- Task objective:
Any image in the records should be left out; output everything else exactly.

- Provided data:

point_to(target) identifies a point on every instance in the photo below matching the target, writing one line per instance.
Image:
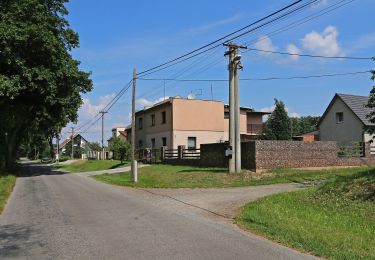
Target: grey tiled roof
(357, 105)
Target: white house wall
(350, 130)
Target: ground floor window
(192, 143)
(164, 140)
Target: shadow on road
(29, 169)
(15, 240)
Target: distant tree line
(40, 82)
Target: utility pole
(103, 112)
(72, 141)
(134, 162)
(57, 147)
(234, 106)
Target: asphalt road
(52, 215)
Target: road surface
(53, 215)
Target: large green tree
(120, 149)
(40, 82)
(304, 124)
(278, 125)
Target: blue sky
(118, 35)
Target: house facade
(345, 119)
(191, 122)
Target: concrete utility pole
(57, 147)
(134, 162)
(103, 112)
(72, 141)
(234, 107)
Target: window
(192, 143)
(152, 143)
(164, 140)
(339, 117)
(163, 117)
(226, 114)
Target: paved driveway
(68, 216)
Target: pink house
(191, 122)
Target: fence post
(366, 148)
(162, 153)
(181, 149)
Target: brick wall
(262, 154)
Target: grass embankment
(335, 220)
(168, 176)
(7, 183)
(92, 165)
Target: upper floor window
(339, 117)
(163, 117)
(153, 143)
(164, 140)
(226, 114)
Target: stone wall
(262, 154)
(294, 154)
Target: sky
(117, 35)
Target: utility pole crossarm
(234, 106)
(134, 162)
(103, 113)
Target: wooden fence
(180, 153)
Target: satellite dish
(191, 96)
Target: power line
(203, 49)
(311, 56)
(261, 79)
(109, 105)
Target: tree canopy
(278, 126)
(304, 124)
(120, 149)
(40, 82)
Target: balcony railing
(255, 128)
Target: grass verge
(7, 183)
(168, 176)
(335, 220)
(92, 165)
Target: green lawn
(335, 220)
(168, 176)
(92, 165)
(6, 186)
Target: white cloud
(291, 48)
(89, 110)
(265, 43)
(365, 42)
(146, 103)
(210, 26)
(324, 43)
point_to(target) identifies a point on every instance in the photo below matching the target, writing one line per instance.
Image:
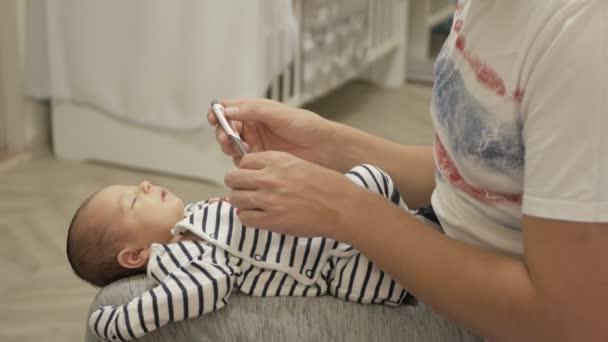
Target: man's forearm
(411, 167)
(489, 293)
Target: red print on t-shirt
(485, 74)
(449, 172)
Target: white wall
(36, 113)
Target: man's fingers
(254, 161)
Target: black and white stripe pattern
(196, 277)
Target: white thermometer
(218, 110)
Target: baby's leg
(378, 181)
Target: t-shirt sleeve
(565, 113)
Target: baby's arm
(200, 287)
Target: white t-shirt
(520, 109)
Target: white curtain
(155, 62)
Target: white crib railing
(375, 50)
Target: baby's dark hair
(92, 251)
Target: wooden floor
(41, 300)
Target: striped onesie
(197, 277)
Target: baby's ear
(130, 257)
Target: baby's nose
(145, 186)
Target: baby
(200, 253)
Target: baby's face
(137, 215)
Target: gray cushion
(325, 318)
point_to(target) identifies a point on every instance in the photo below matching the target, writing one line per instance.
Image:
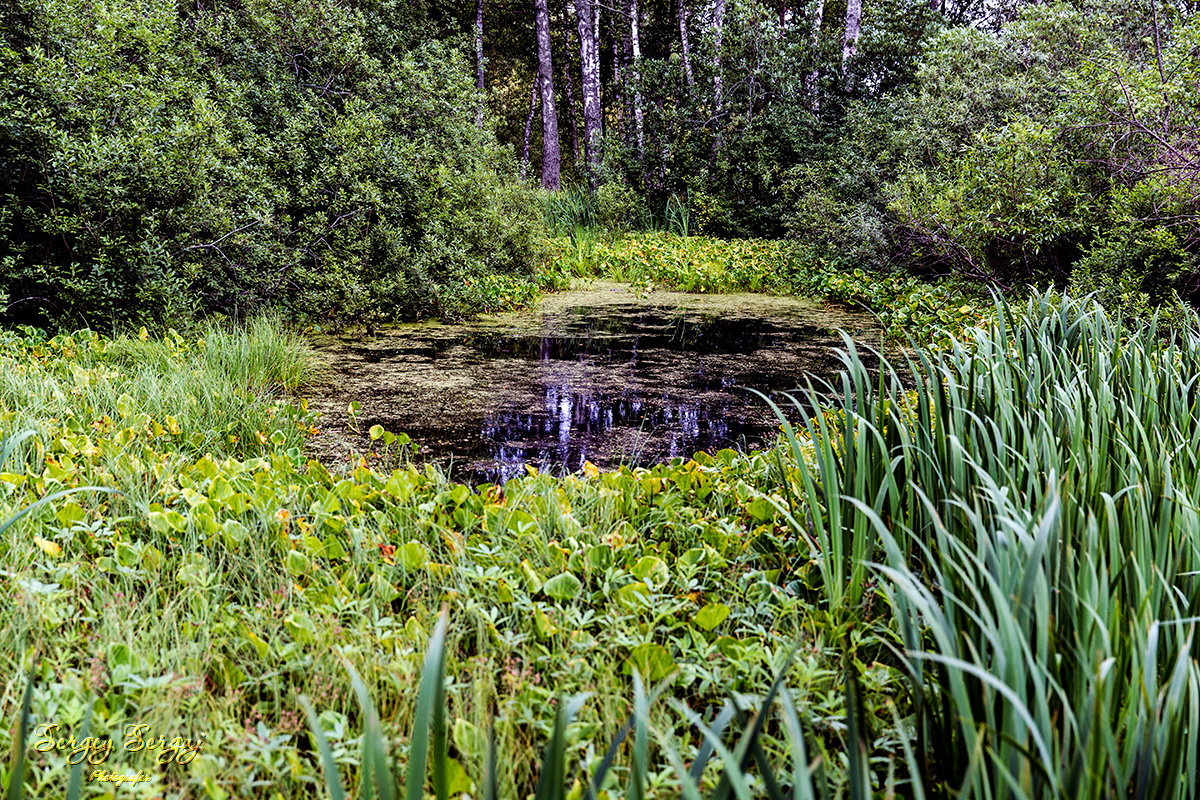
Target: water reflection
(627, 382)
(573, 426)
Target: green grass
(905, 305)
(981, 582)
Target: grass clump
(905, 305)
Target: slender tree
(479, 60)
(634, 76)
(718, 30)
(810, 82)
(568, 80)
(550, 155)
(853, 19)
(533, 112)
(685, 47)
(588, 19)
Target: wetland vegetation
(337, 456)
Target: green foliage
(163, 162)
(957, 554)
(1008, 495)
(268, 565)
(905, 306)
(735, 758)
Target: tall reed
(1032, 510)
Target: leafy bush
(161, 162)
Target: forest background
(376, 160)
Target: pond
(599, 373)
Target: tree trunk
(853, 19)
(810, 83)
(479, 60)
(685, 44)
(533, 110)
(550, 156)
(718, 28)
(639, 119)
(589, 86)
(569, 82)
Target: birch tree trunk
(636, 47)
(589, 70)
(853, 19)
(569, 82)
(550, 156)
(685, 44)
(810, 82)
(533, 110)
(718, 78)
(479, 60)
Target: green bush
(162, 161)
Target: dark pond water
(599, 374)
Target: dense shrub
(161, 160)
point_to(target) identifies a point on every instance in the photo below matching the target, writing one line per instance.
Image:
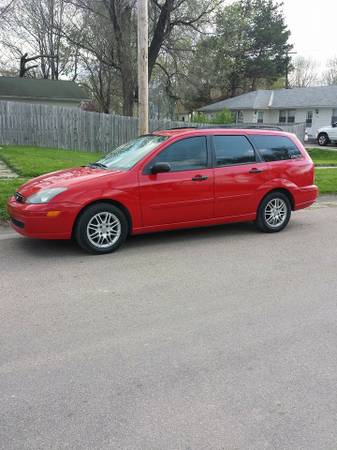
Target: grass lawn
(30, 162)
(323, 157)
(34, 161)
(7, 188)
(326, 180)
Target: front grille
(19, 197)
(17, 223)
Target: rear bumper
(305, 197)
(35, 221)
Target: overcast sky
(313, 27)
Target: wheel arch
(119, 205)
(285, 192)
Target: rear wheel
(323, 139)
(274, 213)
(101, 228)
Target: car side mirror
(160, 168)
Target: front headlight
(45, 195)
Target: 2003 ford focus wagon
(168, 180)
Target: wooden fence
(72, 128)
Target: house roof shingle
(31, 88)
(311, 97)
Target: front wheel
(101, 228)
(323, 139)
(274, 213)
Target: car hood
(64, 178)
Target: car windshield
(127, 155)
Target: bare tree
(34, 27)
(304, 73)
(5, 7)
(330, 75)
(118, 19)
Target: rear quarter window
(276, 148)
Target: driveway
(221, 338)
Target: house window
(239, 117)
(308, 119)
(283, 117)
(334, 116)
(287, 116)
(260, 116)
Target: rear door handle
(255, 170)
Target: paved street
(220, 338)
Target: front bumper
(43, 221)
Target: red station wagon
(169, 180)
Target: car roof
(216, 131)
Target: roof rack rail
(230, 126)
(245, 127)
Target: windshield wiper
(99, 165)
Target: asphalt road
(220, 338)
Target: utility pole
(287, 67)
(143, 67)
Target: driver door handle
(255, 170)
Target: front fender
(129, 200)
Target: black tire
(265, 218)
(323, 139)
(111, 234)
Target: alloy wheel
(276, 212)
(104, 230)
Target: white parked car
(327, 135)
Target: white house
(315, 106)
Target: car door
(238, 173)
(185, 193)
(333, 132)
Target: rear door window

- Exercise answer:
point_to(target) identifies a point on every instance in the photo below matching the target, writing one line per instance.
Image:
Target: grey tiled roof
(357, 105)
Target: white house wall
(350, 130)
Target: ground floor window
(192, 143)
(164, 140)
Target: shadow on road
(29, 169)
(15, 240)
Target: distant tree line
(40, 82)
Target: utility pole
(103, 112)
(72, 141)
(134, 162)
(57, 147)
(234, 106)
Target: asphalt road
(52, 215)
Target: road surface
(53, 215)
Target: large green tree
(120, 149)
(40, 82)
(304, 124)
(278, 125)
Target: blue sky
(118, 35)
Target: house facade
(345, 119)
(191, 122)
Target: concrete utility pole
(57, 147)
(134, 162)
(103, 112)
(72, 141)
(234, 107)
Target: window
(192, 143)
(152, 143)
(164, 140)
(339, 117)
(163, 117)
(226, 114)
Target: paved driveway
(68, 216)
Target: pink house
(191, 122)
Target: fence post
(366, 148)
(162, 153)
(181, 149)
Target: brick wall
(262, 154)
Target: grass embankment
(335, 220)
(168, 176)
(7, 183)
(92, 165)
Target: upper floor window
(339, 117)
(163, 117)
(153, 143)
(164, 140)
(226, 114)
Target: stone wall
(262, 154)
(294, 154)
Target: sky
(117, 35)
Target: utility pole crossarm
(234, 106)
(134, 162)
(103, 113)
Target: wooden fence
(180, 153)
Target: satellite dish
(191, 96)
Target: power line
(203, 49)
(311, 56)
(261, 79)
(109, 105)
Target: tree canopy
(278, 126)
(304, 124)
(120, 149)
(40, 82)
Target: balcony railing
(255, 128)
Target: grass verge
(7, 183)
(168, 176)
(335, 220)
(92, 165)
Target: green lawn
(335, 220)
(168, 176)
(92, 165)
(6, 186)
Target: white cloud
(291, 48)
(89, 110)
(265, 43)
(365, 42)
(146, 103)
(210, 26)
(324, 43)
point_to(target) identifies a point on every instance in the photo below matching the target, writing one line per instance.
Image:
Target: man's forearm
(411, 167)
(489, 293)
Target: red print on t-shirt
(485, 74)
(449, 172)
Target: white wall
(36, 113)
Target: man's fingers
(254, 161)
Target: black and white stripe pattern
(196, 277)
Target: white thermometer
(218, 110)
Target: baby's leg
(378, 181)
Target: t-shirt sleeve
(565, 113)
Target: baby's arm
(200, 287)
Target: white t-shirt
(520, 109)
Target: white curtain
(155, 62)
Target: white crib railing
(375, 50)
Target: baby's dark hair
(92, 251)
Target: wooden floor
(41, 300)
Target: striped onesie
(197, 277)
Target: baby's ear
(130, 257)
Target: baby's nose
(145, 186)
Target: baby
(200, 253)
Target: baby's face
(137, 215)
Target: gray cushion
(325, 318)
point_to(target) identifies a point on every instance in the photo below matching the target, writing one line per instance.
Image:
Target: water reflection
(627, 382)
(573, 426)
Target: green grass
(905, 305)
(981, 582)
Target: grass clump
(905, 305)
Target: slender tree
(479, 60)
(634, 76)
(718, 30)
(810, 82)
(568, 80)
(550, 155)
(853, 19)
(533, 112)
(685, 47)
(588, 19)
Target: wetland vegetation
(337, 456)
Target: green foliage
(163, 162)
(957, 554)
(1008, 495)
(268, 565)
(905, 306)
(735, 758)
Target: tall reed
(1032, 510)
Target: leafy bush
(161, 162)
Target: forest background
(376, 160)
Target: pond
(599, 373)
Target: tree trunk
(853, 19)
(810, 83)
(479, 60)
(685, 44)
(533, 110)
(550, 156)
(718, 28)
(639, 119)
(589, 86)
(569, 82)
Target: birch tree trunk
(636, 47)
(589, 70)
(853, 19)
(569, 82)
(550, 156)
(685, 44)
(810, 82)
(533, 110)
(718, 78)
(479, 60)
Target: green bush
(162, 161)
Target: dark pond water
(599, 374)
Target: dense shrub
(161, 160)
point_to(target) identifies a point on every instance in the photo below matching the target, writing one line per instance.
Image:
Target: grass lawn
(30, 162)
(323, 157)
(34, 161)
(7, 188)
(326, 180)
Target: front grille
(19, 197)
(17, 223)
Target: rear bumper
(305, 197)
(35, 221)
Target: overcast sky
(313, 27)
Target: wheel arch
(119, 205)
(285, 192)
Target: rear wheel
(323, 139)
(274, 213)
(101, 228)
Target: car side mirror
(160, 168)
Target: front headlight
(45, 195)
Target: 2003 ford focus wagon
(168, 180)
Target: wooden fence
(72, 128)
Target: house roof shingle
(31, 88)
(311, 97)
Target: front wheel
(101, 228)
(323, 139)
(274, 213)
Target: car hood
(64, 178)
Target: car windshield
(127, 155)
Target: bare tree
(34, 27)
(304, 73)
(5, 7)
(330, 75)
(118, 19)
Target: rear quarter window
(276, 148)
Target: driveway
(221, 338)
Target: house window
(239, 117)
(308, 119)
(283, 117)
(334, 116)
(287, 116)
(260, 116)
Target: rear door handle
(255, 170)
Target: paved street
(220, 338)
Target: front bumper
(43, 221)
Target: red station wagon
(169, 180)
Target: car roof
(216, 131)
Target: roof rack rail
(230, 126)
(245, 127)
Target: windshield wiper
(99, 165)
Target: asphalt road
(220, 338)
Target: utility pole
(287, 67)
(143, 67)
Target: driver door handle
(255, 170)
Target: front fender
(129, 200)
Target: black tire
(265, 218)
(323, 139)
(111, 234)
Target: alloy wheel
(276, 212)
(104, 230)
Target: white parked car
(327, 135)
Target: white house
(315, 106)
Target: car door
(238, 173)
(185, 193)
(333, 132)
Target: rear door window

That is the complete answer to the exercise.